EXERCISE DETAILS.
Retype each record below word for word, pictures excluded.

EXTRACTED INFORMATION.

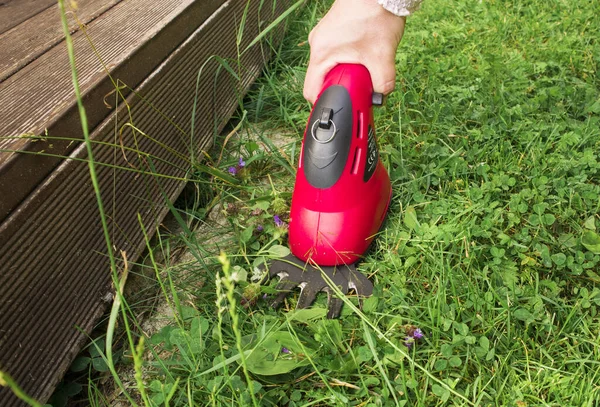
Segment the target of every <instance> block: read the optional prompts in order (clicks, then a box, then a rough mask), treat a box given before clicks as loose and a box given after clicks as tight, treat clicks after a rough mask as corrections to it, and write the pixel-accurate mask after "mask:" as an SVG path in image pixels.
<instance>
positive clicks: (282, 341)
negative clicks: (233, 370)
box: [246, 332, 314, 376]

ANSWER AREA.
Segment the target of every <instance> block: read the optional prompts in order (clicks, then a box, then a rough mask), treat a box given before clicks as loose and a box given after clicks as tight, treat clicks after a rough mask as corrections to it, and write the pixel-accurate mask after "mask:" as an SVG path in image pixels.
<instance>
positive clicks: (282, 341)
negative clicks: (233, 370)
box: [246, 332, 314, 376]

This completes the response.